**Excerpted text**
Extended Dynamic Mode Decomposition (EDMD)

• Extended Dynamic Mode Decomposition is a data-driven method that lifts state data into a subspace of observables to approximate the Koopman operator.
• It employs fixed, kernel, or machine-learned dictionaries to extract spectral quantities for applications like model reduction, forecasting, and control.
• EDMD integrates computational techniques such as random kernel approximations and tensor decompositions to efficiently analyze high-dimensional, nonlinear systems.

Extended Dynamic Mode Decomposition (EDMD) refers to a family of data-driven operator approximation methods developed for the spectral and modal analysis of general nonlinear dynamical systems. EDMD extends the standard Dynamic Mode Decomposition (DMD) framework by lifting finite-dimensional state data into a finite-dimensional subspace of observables (“dictionary functions”) and seeking a finite-dimensional approximation of the (infinite-dimensional) Koopman operator, which governs the evolution of observables along the flow. EDMD thus enables the extraction of spectral quantities—eigenvalues, eigenfunctions, and modes—associated with the Koopman operator, serving purposes such as model reduction, forecasting, and modal decomposition of complex, potentially high-dimensional and nonlinear systems.

**Dataset excerpts**
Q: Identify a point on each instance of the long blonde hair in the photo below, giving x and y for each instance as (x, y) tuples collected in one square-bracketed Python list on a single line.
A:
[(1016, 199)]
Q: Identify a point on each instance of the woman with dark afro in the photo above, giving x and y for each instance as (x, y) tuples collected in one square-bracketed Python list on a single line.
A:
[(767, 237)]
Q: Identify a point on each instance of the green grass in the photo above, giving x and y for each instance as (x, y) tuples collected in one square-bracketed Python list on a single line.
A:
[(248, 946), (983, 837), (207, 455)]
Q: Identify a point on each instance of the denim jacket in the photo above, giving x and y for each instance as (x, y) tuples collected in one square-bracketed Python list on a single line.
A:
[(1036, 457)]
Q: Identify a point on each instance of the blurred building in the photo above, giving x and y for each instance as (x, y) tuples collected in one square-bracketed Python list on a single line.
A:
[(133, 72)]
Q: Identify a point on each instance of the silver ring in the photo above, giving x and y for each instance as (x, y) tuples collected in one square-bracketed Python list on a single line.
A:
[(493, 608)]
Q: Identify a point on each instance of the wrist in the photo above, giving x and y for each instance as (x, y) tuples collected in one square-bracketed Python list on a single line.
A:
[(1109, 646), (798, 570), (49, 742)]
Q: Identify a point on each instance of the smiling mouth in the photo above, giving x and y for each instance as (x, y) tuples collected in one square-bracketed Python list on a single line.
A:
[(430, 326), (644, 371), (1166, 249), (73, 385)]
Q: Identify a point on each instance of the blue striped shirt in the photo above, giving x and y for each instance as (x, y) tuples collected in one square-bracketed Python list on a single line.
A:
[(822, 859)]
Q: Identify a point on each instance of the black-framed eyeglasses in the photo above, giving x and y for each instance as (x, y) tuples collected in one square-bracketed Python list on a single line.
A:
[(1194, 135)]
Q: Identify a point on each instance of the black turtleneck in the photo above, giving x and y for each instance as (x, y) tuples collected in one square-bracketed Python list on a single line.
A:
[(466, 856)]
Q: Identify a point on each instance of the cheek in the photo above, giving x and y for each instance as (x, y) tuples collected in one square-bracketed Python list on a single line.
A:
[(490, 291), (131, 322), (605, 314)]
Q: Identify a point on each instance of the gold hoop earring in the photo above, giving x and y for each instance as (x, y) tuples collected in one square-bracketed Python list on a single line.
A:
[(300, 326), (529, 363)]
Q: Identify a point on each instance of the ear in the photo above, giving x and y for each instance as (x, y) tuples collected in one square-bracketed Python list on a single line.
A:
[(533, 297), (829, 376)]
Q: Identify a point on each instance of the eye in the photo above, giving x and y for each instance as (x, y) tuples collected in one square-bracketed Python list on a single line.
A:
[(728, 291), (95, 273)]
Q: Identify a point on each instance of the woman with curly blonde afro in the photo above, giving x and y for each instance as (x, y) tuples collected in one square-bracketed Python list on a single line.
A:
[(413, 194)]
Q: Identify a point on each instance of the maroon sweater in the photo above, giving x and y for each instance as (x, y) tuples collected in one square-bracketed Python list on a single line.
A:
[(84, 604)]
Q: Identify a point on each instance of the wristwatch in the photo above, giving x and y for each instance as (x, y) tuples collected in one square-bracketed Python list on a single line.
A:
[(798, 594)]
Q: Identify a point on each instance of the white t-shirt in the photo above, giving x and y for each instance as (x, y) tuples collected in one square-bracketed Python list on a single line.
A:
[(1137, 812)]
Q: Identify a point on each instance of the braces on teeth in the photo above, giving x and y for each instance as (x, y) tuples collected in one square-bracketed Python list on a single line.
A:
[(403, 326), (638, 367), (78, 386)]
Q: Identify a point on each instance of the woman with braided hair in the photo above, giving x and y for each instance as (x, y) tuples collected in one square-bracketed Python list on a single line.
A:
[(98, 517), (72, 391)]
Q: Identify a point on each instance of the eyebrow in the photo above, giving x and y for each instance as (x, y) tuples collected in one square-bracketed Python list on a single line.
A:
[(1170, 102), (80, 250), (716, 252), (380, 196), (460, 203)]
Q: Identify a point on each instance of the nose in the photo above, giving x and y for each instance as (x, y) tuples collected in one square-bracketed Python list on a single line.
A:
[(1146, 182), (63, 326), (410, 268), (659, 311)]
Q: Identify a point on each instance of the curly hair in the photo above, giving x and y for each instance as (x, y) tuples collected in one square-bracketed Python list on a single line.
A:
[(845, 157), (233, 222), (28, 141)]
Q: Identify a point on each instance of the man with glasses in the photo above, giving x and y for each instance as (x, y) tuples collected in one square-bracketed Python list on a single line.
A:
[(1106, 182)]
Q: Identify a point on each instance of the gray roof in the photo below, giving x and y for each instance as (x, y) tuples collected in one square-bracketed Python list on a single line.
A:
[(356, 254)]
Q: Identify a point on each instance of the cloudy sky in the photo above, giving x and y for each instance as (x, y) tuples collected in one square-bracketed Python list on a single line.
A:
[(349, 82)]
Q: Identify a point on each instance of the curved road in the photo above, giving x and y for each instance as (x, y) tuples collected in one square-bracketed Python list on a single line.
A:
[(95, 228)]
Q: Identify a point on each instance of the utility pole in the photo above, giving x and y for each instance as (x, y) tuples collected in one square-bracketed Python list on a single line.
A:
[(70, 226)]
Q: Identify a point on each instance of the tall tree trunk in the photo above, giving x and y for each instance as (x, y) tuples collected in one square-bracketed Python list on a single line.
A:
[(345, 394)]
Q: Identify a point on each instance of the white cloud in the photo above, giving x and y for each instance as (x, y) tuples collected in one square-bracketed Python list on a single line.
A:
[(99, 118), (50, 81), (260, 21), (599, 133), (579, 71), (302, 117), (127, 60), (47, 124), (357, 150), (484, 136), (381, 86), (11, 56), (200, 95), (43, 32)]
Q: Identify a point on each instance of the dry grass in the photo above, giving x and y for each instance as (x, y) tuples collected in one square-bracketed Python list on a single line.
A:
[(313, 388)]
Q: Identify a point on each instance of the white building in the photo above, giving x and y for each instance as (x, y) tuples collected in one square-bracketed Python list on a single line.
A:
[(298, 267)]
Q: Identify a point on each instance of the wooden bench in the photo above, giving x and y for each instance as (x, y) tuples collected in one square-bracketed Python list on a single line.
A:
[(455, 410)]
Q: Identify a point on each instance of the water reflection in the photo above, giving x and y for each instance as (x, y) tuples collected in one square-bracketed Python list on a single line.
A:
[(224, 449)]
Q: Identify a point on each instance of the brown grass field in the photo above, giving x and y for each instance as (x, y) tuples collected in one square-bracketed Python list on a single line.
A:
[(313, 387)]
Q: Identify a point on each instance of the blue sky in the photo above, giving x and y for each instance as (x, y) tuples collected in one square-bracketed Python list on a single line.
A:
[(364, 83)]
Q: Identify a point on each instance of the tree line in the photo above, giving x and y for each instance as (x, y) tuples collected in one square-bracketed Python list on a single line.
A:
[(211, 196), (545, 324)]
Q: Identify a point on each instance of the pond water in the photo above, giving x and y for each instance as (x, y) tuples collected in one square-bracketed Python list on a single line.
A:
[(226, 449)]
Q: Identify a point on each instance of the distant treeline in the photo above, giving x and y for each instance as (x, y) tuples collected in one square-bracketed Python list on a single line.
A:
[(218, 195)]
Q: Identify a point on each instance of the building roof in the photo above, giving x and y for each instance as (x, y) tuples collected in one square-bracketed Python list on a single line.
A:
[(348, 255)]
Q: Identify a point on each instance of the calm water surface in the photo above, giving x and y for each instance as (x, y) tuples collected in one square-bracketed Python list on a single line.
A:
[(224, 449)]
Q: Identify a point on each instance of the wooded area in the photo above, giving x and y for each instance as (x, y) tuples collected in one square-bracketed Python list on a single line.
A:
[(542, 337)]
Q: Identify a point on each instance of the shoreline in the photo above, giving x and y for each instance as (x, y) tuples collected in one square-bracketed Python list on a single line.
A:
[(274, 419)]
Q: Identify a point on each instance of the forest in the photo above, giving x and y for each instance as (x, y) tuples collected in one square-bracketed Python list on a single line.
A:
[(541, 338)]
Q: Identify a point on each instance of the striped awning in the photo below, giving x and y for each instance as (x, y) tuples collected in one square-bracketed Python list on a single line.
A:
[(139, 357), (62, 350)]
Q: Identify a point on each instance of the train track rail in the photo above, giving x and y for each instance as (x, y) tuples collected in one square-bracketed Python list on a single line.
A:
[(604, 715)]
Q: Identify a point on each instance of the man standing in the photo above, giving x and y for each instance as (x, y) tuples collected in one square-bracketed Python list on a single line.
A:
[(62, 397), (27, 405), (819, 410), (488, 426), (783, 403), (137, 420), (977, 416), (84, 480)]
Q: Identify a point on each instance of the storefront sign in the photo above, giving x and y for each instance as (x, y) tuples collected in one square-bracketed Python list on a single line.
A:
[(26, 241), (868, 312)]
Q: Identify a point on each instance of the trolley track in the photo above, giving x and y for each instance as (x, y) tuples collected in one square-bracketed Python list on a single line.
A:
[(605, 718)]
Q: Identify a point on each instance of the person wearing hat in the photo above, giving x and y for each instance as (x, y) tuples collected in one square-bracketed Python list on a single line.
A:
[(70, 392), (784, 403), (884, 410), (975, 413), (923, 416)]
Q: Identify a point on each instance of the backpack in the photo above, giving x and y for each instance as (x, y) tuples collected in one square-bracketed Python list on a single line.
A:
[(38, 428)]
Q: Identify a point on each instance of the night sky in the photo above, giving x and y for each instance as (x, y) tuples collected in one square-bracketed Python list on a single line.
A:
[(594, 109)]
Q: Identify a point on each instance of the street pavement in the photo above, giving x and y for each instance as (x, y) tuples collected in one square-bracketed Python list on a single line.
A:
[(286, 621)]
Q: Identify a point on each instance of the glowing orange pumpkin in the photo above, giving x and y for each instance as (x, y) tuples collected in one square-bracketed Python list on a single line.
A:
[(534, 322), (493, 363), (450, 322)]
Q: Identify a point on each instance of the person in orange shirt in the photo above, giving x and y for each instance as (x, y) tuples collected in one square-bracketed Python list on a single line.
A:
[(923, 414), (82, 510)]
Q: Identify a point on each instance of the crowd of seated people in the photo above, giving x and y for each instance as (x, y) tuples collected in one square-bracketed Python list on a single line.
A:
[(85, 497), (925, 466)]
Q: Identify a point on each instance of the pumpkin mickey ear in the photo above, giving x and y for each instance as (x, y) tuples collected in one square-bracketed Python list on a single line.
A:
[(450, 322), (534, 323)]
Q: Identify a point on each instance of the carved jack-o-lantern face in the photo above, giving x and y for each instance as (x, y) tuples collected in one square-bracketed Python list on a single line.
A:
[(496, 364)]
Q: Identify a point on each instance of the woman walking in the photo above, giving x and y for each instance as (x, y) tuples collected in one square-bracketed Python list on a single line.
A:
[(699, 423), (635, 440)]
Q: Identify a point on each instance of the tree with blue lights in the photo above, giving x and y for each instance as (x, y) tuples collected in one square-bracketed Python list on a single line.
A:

**Requests**
[A] Copy out the entries word for word, starting at the line that has "Q: Identify a point on each instance of the wristwatch" and stopping after the line that has "[(1170, 102), (80, 250), (716, 252), (380, 196), (460, 203)]".
[B] Write the next part of the text on Extended Dynamic Mode Decomposition, picking up right after its last sentence.
The text on Extended Dynamic Mode Decomposition and the entries have nothing to do with each other.

**Answers to the exercise**
[A]
Q: Identify a point on each instance of the wristwatch in the photo above, giving x and y for each instance as (x, y) tuples collected in one square-bracketed Python list on a single line.
A:
[(798, 594)]
Q: Identify a point on each instance of the white t-shirt in the photo above, giving x and y for each instance as (x, y) tuples collected in one square-bracketed Python list on a single line.
A:
[(1137, 812)]
Q: Identify a point on each instance of the braces on teeth in the photo above, giving x and y for each instance as (x, y) tuples collected in one square-bracketed Python list on a single line.
A:
[(403, 326), (638, 367), (78, 386)]
Q: Identify a point on each instance of the woman with braided hair in the photo above, giving x and y for each instance as (x, y) tuples collected in one square-bracketed Python list on a single line.
A:
[(98, 517), (72, 391)]
Q: Identify a point on each instance of the eyebrow in the photo above, giving x and y for each instance as (x, y) tuples collected in one square-bracketed Python list on a single line.
A:
[(1170, 102), (80, 250), (716, 252), (380, 196), (460, 203)]

[B]
1. Mathematical Formalism and Operator-Theoretic Foundations

The EDMD framework is motivated by Koopman operator theory, in which a (possibly nonlinear) discrete-time dynamical system

$x_{n+1} = F(x_n)$

is associated with the Koopman operator $\mathcal{K}$, acting on a space $\mathcal{F}$ of observables $g:\mathbb{R}^d\rightarrow\mathbb{C}$ by composition: $\mathcal{K}g(x) = g(F(x)).$ This operator is linear (but infinite-dimensional). The central goal in EDMD is to approximate $\mathcal{K}$ on a finite-dimensional subspace $$\mathcal{F}_D = \mathrm{span}\{\psi_1, \ldots, \psi_N\}$$ (the dictionary) using sampled trajectories. By collecting snapshot pairs $\{(x_k, x_k^+)\}_{k=1}^M$, where $x_k^+ = F(x_k)$, the method forms data matrices

$$\Psi_X = [\psi(x_1), \ldots, \psi(x_M)] \quad \text{and} \quad \Psi_Y = [\psi(x_1^+), \ldots, \psi(x_M^+)]$$

with $\psi(x) = [\psi_1(x), \ldots, \psi_N(x)]^\top$. A finite-dimensional Koopman approximation $\mathbf{K}$ is defined via least squares: $\mathbf{K} = \Psi_Y \Psi_X^{+}$ where $\Psi_X^{+}$ is the Moore–Penrose pseudoinverse of $\Psi_X$. The spectral information (Koopman eigenvalues, eigenvectors/functions, and modes) can then be extracted via the eigendecomposition of $\mathbf{K}$.

2. Dictionary Design: Fixed, Kernel, and Learned Approaches

The choice of the dictionary $\{\psi_j\}$ critically determines the ability of EDMD to recover the underlying dynamics:

• Fixed dictionaries: Polynomials, Fourier (trigonometric) modes, or radial basis functions are natural choices for analytic or smooth systems. For analytic expanding maps, approximating with trigonometric polynomials ensures exponential convergence of the approximation error as the degree grows (Wormell, 2023, Slipantschuk et al., 2019).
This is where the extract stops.